» **Records**
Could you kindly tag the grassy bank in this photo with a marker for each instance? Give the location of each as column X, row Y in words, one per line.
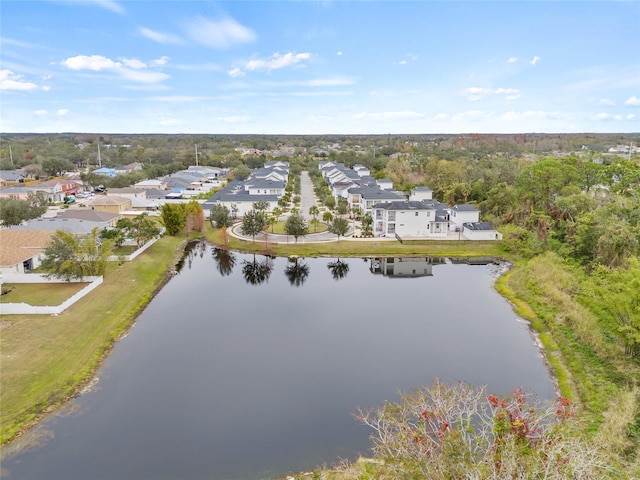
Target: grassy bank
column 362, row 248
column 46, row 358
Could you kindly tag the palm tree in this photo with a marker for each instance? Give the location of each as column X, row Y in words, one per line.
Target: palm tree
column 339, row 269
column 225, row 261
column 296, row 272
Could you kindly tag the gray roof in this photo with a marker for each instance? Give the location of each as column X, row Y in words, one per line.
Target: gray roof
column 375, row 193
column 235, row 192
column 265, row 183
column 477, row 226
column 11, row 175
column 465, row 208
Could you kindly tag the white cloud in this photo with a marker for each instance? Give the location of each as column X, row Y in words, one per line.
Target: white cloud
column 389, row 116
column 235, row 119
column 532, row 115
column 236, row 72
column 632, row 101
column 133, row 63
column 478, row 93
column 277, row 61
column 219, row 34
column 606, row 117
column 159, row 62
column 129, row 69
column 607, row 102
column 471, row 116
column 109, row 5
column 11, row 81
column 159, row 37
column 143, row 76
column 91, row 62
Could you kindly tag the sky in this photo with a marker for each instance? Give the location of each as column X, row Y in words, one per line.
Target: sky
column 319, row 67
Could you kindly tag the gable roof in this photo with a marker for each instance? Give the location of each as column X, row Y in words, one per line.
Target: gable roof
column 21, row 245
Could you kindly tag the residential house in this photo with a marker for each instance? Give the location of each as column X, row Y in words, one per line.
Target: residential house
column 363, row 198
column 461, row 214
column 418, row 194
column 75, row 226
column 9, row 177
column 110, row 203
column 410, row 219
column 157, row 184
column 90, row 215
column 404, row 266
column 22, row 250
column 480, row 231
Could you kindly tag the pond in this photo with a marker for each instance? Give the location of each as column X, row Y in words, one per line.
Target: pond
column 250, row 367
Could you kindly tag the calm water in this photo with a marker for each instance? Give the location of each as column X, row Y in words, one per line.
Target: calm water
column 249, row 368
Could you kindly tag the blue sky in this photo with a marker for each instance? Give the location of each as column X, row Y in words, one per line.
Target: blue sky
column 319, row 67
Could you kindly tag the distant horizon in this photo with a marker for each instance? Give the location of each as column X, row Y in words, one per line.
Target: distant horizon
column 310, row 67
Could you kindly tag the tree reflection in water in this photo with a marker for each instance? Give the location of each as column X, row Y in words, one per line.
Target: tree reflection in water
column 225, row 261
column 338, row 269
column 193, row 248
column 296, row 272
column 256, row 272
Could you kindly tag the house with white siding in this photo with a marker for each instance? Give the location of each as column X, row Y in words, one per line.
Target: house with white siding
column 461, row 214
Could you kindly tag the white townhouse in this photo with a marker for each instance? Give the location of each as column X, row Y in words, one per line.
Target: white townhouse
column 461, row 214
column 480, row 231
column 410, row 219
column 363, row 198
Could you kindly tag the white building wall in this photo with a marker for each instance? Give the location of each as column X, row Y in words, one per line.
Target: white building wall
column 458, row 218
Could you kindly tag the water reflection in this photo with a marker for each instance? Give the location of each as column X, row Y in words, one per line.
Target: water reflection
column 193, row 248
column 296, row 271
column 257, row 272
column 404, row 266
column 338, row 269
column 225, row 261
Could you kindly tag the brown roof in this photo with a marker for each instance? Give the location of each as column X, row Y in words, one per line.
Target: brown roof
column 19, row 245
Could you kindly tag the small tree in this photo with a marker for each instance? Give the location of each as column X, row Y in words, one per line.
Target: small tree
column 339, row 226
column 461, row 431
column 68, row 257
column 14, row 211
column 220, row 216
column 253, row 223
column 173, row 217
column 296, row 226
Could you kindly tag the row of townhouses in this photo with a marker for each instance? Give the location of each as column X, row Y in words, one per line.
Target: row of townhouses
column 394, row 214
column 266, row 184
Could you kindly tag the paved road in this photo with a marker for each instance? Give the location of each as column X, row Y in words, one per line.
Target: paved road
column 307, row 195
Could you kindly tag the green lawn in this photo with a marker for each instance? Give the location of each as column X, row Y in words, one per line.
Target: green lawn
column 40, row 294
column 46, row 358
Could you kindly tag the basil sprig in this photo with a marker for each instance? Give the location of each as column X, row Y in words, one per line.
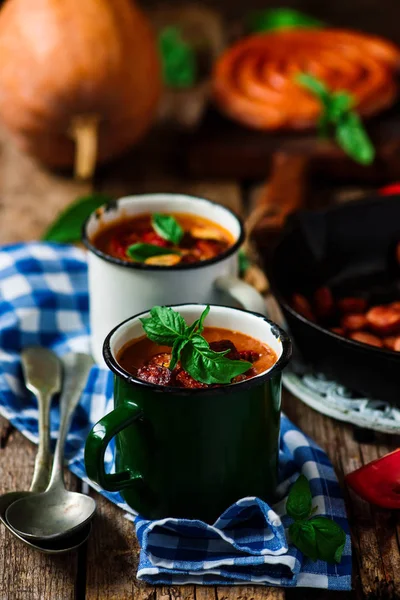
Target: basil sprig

» **Task requirements**
Transcribe all the records above word for word, without their images.

» **Exercise response**
Could you kindly tag the grassy bank in this photo with a marker for each instance? Give the location of each as column X, row Y in words, one per line.
Target: grassy bank
column 362, row 248
column 46, row 358
Could you kindly tag the palm tree in this photo with a marker for each instance? Give the location of each as column X, row Y in words, one per line.
Target: palm tree
column 339, row 269
column 225, row 261
column 296, row 272
Could you kindly tag the gray roof in this photo with a marker for each instance? Give the location of each as column X, row Y in words, one per line.
Target: gray roof
column 375, row 193
column 235, row 192
column 265, row 183
column 477, row 226
column 11, row 175
column 465, row 208
Could you kindly tag the white cloud in this photo with a marker for each instance? Give the location of each as column X, row Y in words, one per line.
Target: white cloud
column 389, row 116
column 235, row 119
column 532, row 115
column 236, row 72
column 632, row 101
column 133, row 63
column 478, row 93
column 277, row 61
column 219, row 34
column 606, row 117
column 159, row 62
column 129, row 69
column 607, row 102
column 471, row 116
column 109, row 5
column 11, row 81
column 159, row 37
column 143, row 76
column 91, row 62
Could you kindly tag the sky in this photo with a marker for each instance? Give the location of each as column X, row Y in words, one per line.
Target: sky
column 319, row 67
Could you kindly tag the gable roof in this photo with a marker for each instance? Give the location of each as column X, row Y in words, one per line.
Target: gable roof
column 21, row 245
Could you kindly tag the residential house in this photo with a marker for each instance? Give the location of each as column X, row Y in words, one per line.
Target: residential house
column 363, row 198
column 461, row 214
column 418, row 194
column 75, row 226
column 9, row 177
column 110, row 203
column 410, row 219
column 157, row 184
column 90, row 215
column 404, row 266
column 22, row 250
column 480, row 231
Could you kindly tag the pond in this photo with a marker for each instance? Give the location of each as column X, row Y in words, one per line.
Target: pond
column 250, row 367
Could you kindly tag the calm water in this photo with a marker for each instance? Give the location of each as column X, row Y in words, one per line.
Target: calm water
column 249, row 368
Could you kindly tag the blue sky in this photo with a marker for each instance? Give the location of each as column X, row Y in words, one per line.
Target: blue sky
column 319, row 67
Could you kindly tag the distant horizon in this photo with a marker for each instance? Give the location of each as column X, row Y in words, one per line.
Target: distant horizon
column 310, row 67
Could you kindly tag the tree reflection in water in this photo with a marker for each instance? Give the location of each as column X, row Y in words, one per line.
Target: tree reflection in water
column 225, row 261
column 338, row 269
column 193, row 248
column 296, row 272
column 256, row 272
Could you kindly tag the house with white siding in this photo with a marker for each instance? Give the location of each as column X, row Y in words, one per line.
Target: house with white siding
column 461, row 214
Could you kindly tag the white townhouse in this photo with a marker for each instance? Give the location of each as column X, row Y in words, one per line.
Target: white townhouse
column 461, row 214
column 480, row 231
column 410, row 219
column 363, row 198
Could you kindly tag the white building wall in this photo with a marker for each instance? Give the location of each as column X, row Y in words, one per line.
Target: white building wall
column 458, row 218
Could you kindly tag the water reflection in this photo with a marker for each instance? Give the location of each as column X, row Y in words, one per line.
Target: water reflection
column 193, row 248
column 296, row 271
column 257, row 272
column 404, row 266
column 338, row 269
column 225, row 261
Could you kindly tag the brown roof in this photo with a marker for each instance? Give the location of each as column X, row Y in words, one per line.
Target: brown roof
column 19, row 245
Could you kindly tag the small tree in this photo with a marker for each instance? Give the location of each as column X, row Y in words, one per line.
Target: small tree
column 339, row 226
column 461, row 431
column 68, row 257
column 14, row 211
column 220, row 216
column 253, row 223
column 173, row 217
column 296, row 226
Could you kindly tag the row of townhouses in this photo with a marker for each instance? Give the location of each as column X, row Y in words, one per line.
Target: row of townhouses
column 394, row 214
column 266, row 184
Could you kindly tag the paved road in this photo with a marker for each instance? Give the location of each as column X, row Y in words, one per line.
Target: paved road
column 307, row 195
Could you kindly tag the green lawn in this photo with a marker for each instance? Give the location of each as column X, row Y in words, one per line.
Target: green lawn
column 40, row 294
column 46, row 358
Could you kindly tag the basil sprig in this photo with a marker for each instance? Give the location of each as column X, row Y in words, one per line.
Target: basil sprig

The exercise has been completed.